◆ DIRECTIONS FOR THIS TASK
Give the lines again exactly, from the one holding "Where can you spot the green grass" to the last line of the listing below, both ends included and nothing added.

Source records:
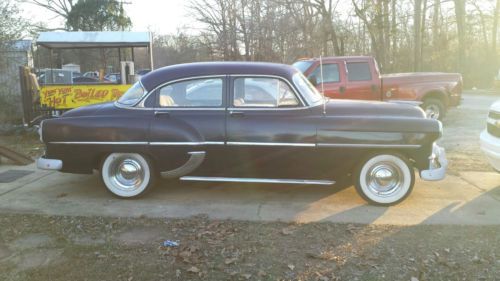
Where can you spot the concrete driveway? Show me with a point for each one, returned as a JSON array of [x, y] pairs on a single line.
[[467, 198]]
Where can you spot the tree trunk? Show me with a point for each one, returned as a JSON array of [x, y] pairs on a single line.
[[417, 35], [422, 34], [460, 15], [495, 35]]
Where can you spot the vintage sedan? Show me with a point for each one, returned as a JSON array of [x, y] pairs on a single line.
[[244, 122]]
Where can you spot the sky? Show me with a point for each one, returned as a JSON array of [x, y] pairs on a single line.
[[159, 16]]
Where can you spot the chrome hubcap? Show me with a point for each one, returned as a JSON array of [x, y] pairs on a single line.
[[432, 111], [127, 174], [384, 179]]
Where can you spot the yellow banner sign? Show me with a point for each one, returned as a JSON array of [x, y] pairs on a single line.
[[71, 96]]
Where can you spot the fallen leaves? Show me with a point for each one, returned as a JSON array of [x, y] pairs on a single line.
[[193, 269]]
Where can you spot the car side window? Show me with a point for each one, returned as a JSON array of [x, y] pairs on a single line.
[[330, 73], [359, 71], [205, 92], [263, 92]]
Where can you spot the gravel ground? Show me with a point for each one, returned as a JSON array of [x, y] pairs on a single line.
[[36, 247], [462, 127]]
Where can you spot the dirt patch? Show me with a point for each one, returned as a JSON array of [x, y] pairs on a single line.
[[140, 236], [31, 241], [462, 127], [4, 251], [235, 250]]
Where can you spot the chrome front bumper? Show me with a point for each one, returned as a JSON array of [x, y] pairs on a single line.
[[48, 164], [438, 164]]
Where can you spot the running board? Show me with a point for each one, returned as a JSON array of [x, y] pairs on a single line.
[[258, 180]]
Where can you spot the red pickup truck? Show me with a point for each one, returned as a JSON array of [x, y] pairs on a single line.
[[359, 78]]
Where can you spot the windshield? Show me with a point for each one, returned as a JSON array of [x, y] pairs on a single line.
[[132, 95], [308, 91], [303, 65]]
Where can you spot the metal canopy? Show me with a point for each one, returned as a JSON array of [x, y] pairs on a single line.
[[90, 39]]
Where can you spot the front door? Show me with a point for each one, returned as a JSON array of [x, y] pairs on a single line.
[[268, 129], [188, 123]]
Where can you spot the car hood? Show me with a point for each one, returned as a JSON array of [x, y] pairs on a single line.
[[372, 108]]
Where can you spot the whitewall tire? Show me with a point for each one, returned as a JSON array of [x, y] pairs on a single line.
[[385, 179], [127, 175]]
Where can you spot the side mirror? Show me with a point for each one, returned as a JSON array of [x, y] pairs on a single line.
[[313, 80]]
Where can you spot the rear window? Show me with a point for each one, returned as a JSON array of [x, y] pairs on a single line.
[[359, 71], [330, 73], [303, 66]]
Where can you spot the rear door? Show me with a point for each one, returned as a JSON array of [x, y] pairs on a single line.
[[268, 128], [189, 118]]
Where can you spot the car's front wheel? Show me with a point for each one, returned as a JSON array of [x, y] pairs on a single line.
[[385, 179], [127, 175]]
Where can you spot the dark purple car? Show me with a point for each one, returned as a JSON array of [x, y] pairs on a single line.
[[244, 122]]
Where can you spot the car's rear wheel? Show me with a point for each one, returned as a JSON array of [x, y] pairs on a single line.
[[385, 179], [127, 175], [434, 108]]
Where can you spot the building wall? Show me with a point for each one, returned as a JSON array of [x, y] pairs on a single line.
[[10, 89]]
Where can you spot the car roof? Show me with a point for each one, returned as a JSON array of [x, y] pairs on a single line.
[[180, 71], [341, 58]]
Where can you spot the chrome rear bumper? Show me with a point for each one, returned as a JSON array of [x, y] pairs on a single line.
[[438, 164], [48, 164]]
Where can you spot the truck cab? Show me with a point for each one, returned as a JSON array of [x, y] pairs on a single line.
[[358, 77], [344, 77]]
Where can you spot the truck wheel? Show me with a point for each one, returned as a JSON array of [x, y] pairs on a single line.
[[127, 175], [385, 179], [434, 108]]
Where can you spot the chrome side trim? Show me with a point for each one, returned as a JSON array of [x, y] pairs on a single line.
[[236, 143], [188, 143], [102, 142], [194, 161], [49, 164], [362, 145], [187, 108], [258, 180]]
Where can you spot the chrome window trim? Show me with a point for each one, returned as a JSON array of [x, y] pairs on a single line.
[[299, 96], [187, 143], [187, 79], [102, 142], [146, 93], [265, 108]]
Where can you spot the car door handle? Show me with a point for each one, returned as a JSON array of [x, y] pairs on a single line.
[[160, 114], [236, 113]]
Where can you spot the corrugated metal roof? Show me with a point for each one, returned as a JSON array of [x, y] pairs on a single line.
[[18, 46], [90, 39]]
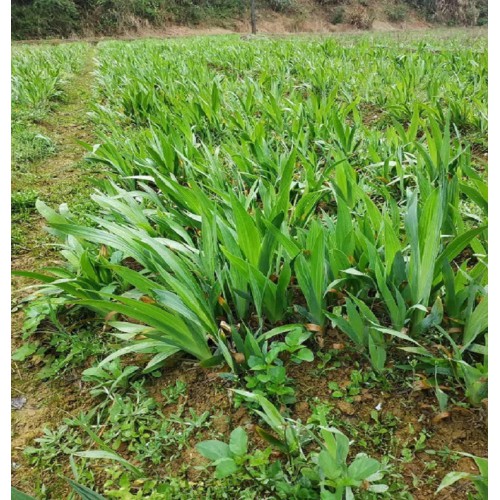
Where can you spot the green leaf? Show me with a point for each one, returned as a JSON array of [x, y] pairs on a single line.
[[363, 467], [238, 442], [109, 455], [328, 465], [25, 351], [213, 449], [225, 468], [84, 492], [19, 495], [451, 478]]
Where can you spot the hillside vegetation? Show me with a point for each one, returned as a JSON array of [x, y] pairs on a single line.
[[64, 18]]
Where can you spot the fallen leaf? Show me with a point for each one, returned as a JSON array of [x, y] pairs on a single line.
[[440, 416], [314, 328], [346, 408], [225, 326], [238, 357]]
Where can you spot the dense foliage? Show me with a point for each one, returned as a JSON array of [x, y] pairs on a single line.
[[261, 196], [62, 18]]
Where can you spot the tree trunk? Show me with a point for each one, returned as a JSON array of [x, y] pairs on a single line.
[[253, 19]]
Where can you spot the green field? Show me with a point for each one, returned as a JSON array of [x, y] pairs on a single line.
[[278, 286]]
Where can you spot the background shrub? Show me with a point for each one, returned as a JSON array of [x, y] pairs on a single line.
[[396, 13], [359, 16], [338, 14]]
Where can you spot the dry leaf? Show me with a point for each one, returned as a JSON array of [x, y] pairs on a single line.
[[314, 328], [238, 357], [110, 315], [225, 326], [440, 416]]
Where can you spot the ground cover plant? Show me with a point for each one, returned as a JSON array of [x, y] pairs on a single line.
[[274, 213]]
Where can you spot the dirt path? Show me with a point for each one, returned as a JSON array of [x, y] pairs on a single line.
[[59, 178]]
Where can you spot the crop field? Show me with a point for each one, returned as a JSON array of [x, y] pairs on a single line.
[[264, 269]]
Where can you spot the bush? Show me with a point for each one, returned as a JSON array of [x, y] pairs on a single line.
[[282, 5], [44, 18], [338, 15], [396, 13], [359, 16]]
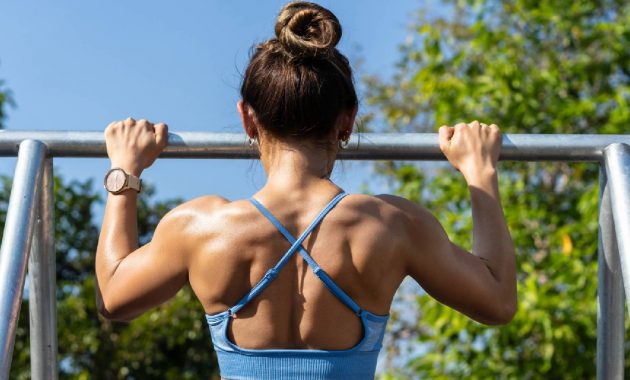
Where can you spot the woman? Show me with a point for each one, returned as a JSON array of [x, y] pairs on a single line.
[[297, 282]]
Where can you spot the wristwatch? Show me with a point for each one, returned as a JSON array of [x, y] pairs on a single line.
[[117, 181]]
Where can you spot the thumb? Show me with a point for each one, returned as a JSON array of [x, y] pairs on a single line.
[[445, 135], [161, 135]]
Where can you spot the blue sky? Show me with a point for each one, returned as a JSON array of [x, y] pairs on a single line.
[[78, 65]]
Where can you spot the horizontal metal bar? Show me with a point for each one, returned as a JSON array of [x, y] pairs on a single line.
[[362, 146], [16, 243]]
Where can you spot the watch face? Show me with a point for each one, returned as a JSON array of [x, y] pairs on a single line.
[[115, 180]]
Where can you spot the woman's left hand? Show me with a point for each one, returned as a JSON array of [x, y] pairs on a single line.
[[134, 145]]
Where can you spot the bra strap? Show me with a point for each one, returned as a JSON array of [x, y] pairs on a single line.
[[317, 270], [296, 244]]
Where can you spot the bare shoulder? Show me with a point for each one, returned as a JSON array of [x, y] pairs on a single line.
[[183, 220], [417, 221], [398, 214], [414, 212]]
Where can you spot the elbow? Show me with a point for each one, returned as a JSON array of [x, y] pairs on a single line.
[[111, 313], [503, 314]]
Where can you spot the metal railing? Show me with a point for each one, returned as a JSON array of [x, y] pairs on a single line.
[[29, 221]]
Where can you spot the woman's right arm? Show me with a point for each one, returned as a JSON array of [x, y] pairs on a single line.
[[481, 285]]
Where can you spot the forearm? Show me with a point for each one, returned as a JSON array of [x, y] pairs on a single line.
[[492, 242], [119, 235]]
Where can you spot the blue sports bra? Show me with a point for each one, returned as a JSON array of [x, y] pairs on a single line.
[[358, 362]]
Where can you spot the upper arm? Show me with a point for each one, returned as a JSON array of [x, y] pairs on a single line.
[[155, 272], [446, 271]]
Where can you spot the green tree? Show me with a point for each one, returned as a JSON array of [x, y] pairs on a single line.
[[168, 342], [530, 67]]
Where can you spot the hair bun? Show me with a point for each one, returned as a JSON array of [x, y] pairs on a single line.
[[307, 30]]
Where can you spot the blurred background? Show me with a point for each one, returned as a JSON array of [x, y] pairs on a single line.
[[530, 67]]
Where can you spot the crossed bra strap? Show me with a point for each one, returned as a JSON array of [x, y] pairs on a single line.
[[296, 245]]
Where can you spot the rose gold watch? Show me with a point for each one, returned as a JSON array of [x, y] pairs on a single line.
[[117, 181]]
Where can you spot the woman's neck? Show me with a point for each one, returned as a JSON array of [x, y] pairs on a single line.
[[296, 165]]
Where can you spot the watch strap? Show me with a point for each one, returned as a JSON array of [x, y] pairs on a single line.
[[133, 182]]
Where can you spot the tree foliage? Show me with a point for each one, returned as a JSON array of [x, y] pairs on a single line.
[[168, 342], [530, 67]]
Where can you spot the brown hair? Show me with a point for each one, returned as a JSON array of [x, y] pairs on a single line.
[[298, 83]]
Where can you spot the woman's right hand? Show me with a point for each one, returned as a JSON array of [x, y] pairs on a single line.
[[471, 148]]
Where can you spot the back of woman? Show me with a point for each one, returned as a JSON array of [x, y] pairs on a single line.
[[297, 281], [355, 244]]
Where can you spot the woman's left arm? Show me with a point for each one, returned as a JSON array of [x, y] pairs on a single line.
[[131, 280]]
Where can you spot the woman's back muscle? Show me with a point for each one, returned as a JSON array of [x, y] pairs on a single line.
[[355, 244]]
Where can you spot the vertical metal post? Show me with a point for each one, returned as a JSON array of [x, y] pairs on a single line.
[[42, 284], [610, 294], [617, 162], [16, 241]]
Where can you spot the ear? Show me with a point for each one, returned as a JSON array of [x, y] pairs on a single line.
[[247, 119], [346, 123]]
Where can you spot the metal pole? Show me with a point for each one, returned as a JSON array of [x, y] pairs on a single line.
[[18, 230], [610, 294], [362, 146], [617, 162], [42, 285]]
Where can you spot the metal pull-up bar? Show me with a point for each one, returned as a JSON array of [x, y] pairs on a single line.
[[29, 223]]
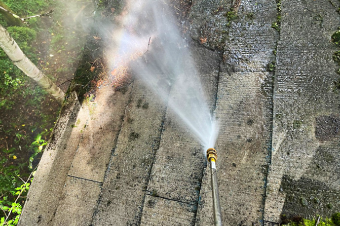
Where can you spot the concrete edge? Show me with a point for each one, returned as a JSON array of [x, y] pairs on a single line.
[[67, 116]]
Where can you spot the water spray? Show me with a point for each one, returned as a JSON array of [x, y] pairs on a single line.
[[212, 157]]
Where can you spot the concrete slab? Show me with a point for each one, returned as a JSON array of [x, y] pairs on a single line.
[[131, 162], [303, 162], [177, 172], [77, 203], [244, 109], [106, 114], [159, 211]]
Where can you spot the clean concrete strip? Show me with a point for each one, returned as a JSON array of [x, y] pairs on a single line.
[[100, 135], [244, 110], [177, 172], [159, 211], [46, 189], [305, 134], [100, 128], [126, 180]]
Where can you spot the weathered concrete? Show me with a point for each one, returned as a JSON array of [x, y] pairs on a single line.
[[305, 111], [137, 165], [45, 192], [160, 211], [132, 159], [244, 110]]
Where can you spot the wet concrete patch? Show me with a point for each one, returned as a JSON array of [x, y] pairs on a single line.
[[327, 127], [308, 198]]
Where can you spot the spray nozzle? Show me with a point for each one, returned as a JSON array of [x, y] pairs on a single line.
[[211, 153]]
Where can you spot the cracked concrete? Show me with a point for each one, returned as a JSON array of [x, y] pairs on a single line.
[[124, 159]]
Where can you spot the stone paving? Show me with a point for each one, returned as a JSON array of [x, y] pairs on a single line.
[[124, 159]]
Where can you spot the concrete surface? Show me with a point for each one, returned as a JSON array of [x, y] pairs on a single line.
[[124, 159]]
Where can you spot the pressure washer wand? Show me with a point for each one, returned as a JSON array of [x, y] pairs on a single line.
[[212, 157]]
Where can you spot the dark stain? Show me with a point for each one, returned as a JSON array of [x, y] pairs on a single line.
[[327, 127], [133, 136], [250, 122], [151, 203], [306, 198], [139, 103]]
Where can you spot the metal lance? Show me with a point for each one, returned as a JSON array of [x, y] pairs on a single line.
[[212, 157]]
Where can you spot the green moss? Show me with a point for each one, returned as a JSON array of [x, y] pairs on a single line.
[[336, 38], [133, 136], [154, 193], [276, 26], [336, 219], [336, 57], [271, 67], [231, 15], [139, 103], [297, 124], [250, 16]]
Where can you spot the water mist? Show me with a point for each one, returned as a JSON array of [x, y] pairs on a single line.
[[157, 53]]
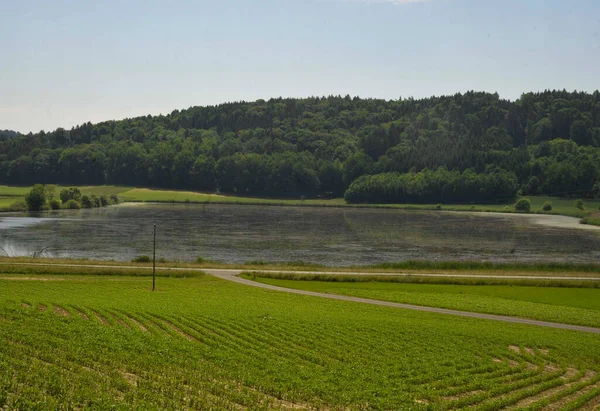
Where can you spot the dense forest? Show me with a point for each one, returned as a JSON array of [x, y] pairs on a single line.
[[461, 148]]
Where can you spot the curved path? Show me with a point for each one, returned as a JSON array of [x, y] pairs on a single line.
[[233, 275]]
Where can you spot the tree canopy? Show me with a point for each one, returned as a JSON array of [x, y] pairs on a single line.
[[542, 143]]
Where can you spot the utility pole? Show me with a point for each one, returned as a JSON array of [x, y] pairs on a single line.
[[154, 261]]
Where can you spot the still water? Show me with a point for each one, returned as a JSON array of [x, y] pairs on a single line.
[[330, 236]]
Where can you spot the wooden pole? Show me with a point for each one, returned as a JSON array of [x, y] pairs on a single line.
[[154, 261]]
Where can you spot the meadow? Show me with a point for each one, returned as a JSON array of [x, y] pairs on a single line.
[[561, 205], [99, 342], [569, 303]]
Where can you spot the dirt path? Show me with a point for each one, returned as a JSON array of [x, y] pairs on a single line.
[[233, 275], [547, 220]]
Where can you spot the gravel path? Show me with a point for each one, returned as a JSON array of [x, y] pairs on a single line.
[[232, 275]]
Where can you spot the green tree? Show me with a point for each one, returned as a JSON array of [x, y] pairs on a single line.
[[36, 198], [523, 205]]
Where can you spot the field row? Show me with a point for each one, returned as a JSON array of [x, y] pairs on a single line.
[[516, 377]]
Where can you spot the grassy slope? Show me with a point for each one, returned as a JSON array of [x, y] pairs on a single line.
[[568, 305], [254, 348], [563, 206]]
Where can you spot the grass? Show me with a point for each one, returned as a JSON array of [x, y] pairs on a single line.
[[404, 267], [561, 206], [570, 305], [109, 342]]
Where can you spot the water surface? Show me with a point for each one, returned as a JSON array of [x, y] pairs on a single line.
[[331, 236]]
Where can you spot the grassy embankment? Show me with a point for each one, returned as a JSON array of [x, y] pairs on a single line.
[[412, 270], [98, 342], [576, 303], [562, 206]]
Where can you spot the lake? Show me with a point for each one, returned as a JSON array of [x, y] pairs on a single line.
[[330, 236]]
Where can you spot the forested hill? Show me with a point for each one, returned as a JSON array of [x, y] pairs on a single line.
[[465, 147], [5, 134]]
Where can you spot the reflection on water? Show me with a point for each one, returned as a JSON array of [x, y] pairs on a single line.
[[331, 236]]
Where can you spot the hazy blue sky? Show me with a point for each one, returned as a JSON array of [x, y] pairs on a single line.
[[66, 62]]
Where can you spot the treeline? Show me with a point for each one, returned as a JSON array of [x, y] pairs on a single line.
[[432, 187], [318, 146]]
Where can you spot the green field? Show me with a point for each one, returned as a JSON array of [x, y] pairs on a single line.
[[109, 342], [562, 206], [579, 306]]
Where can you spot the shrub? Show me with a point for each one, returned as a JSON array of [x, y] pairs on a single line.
[[18, 206], [523, 205], [86, 202], [72, 205], [54, 204], [71, 193], [141, 259], [95, 200], [36, 198]]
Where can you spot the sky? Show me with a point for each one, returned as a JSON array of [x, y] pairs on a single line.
[[63, 63]]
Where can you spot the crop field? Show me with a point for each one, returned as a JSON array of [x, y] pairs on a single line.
[[570, 305], [103, 342]]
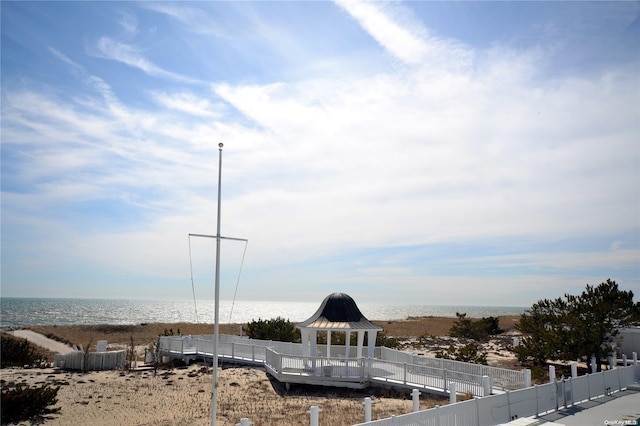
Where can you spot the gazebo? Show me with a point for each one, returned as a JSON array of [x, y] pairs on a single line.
[[338, 312]]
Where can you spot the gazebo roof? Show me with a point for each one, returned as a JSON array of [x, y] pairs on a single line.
[[338, 311]]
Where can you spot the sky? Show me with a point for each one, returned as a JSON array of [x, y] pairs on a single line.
[[423, 153]]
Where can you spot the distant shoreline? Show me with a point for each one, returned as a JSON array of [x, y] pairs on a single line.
[[24, 312]]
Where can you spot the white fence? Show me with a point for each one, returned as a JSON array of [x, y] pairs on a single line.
[[286, 362], [90, 361], [529, 402], [501, 378]]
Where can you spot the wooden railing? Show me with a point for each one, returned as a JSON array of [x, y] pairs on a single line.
[[286, 362]]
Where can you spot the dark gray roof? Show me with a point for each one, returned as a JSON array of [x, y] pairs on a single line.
[[338, 311]]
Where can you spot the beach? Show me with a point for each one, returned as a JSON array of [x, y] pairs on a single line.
[[182, 395]]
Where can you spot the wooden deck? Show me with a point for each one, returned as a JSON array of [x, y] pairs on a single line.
[[286, 363]]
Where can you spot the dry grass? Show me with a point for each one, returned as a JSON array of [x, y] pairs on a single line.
[[182, 396]]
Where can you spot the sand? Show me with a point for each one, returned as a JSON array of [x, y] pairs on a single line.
[[182, 395]]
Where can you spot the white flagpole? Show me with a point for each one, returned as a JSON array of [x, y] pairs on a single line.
[[216, 326]]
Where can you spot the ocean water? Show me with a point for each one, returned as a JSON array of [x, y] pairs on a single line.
[[20, 312]]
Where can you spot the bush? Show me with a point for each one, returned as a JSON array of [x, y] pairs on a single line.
[[477, 330], [22, 402], [467, 353], [19, 353], [277, 329]]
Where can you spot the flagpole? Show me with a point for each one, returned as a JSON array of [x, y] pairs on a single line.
[[216, 325]]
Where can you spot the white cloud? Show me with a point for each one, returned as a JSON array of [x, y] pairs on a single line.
[[129, 55], [435, 152]]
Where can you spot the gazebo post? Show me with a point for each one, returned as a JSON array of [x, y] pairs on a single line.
[[360, 343], [371, 342], [347, 344]]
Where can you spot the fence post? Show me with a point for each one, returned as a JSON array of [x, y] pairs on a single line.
[[415, 397], [444, 379], [405, 374], [314, 415], [486, 385], [367, 410], [527, 377]]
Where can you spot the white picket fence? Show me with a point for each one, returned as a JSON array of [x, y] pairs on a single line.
[[529, 402], [388, 367]]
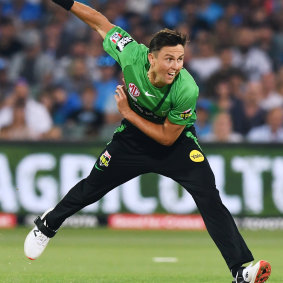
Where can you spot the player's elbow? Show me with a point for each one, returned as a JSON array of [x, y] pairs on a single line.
[[167, 142]]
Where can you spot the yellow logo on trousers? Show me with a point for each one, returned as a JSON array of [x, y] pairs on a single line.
[[196, 156]]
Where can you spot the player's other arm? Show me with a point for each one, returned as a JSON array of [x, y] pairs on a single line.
[[165, 134], [90, 16]]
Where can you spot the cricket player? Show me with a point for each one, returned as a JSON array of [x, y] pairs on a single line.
[[156, 135]]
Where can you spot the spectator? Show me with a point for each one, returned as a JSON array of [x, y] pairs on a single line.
[[272, 131], [247, 113], [203, 124], [108, 83], [253, 61], [86, 122], [9, 43], [32, 64], [37, 117], [222, 130], [62, 104], [6, 85], [204, 61], [271, 98], [18, 129]]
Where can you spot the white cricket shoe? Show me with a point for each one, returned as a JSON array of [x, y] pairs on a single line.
[[257, 273], [38, 238]]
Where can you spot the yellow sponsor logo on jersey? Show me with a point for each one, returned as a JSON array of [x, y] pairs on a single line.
[[196, 156]]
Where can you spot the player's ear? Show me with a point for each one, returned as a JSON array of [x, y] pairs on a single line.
[[150, 57]]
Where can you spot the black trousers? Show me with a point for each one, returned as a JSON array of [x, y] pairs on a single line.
[[131, 153]]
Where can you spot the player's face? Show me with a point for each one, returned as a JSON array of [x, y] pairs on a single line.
[[166, 64]]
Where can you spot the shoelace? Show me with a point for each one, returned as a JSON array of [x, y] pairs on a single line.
[[42, 239]]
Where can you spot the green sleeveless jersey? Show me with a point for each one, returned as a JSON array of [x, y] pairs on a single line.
[[176, 101]]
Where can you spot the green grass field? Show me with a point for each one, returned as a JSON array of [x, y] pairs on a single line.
[[103, 255]]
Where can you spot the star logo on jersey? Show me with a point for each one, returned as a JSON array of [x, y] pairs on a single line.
[[165, 112], [186, 114], [105, 159], [133, 90], [196, 156], [115, 37], [148, 94]]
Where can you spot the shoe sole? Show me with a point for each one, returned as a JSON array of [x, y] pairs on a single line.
[[263, 273], [35, 227]]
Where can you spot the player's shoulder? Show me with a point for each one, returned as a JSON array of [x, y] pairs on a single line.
[[185, 82]]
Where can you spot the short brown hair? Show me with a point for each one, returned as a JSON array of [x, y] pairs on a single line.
[[166, 37]]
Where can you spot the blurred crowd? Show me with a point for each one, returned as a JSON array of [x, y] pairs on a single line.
[[56, 82]]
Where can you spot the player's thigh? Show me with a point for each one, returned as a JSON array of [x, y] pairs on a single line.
[[188, 165], [115, 165]]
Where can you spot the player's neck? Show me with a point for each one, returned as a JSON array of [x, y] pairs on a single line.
[[152, 76]]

◆ WRITTEN ANSWER
Where can you spot the green grass field? Show me with a point for each one, returned as a JSON array of [x, y] pairs on a single line.
[[103, 255]]
Where can you spot the star logo on jersey? Show me with a point for each one, returned as a JSON array of [x, y] pairs on a single line.
[[165, 112], [186, 114], [105, 159], [133, 90], [196, 156], [115, 37], [148, 94]]
Where can you spot the shoe sole? Show me with a point for each one, returned as a JSON array of [x, y] pairs on a single line.
[[263, 273], [35, 227]]
Where can you spot the player's shoulder? Show me with a point for each one, returned as a JSON array of [x, y] pairs on a single line.
[[185, 82]]
Where can you spot the short brown hair? Show me with a point for each one, returned as a JSON array of [x, y] pairs on a single line.
[[166, 37]]
Where can you spot the blurred crowd? Show me with a point for each one, returned as a JSON array of [x, y] pairs on a single line.
[[56, 82]]
Where can you spot the player's thigh? Show me with a point for each one, returned as a JSON array of [x, y] pairs on a single line.
[[188, 165], [115, 165]]
Where can you spot the player's neck? Show me with a point for each one, returned as a JSON array of [x, y] pairs on a single line.
[[152, 76]]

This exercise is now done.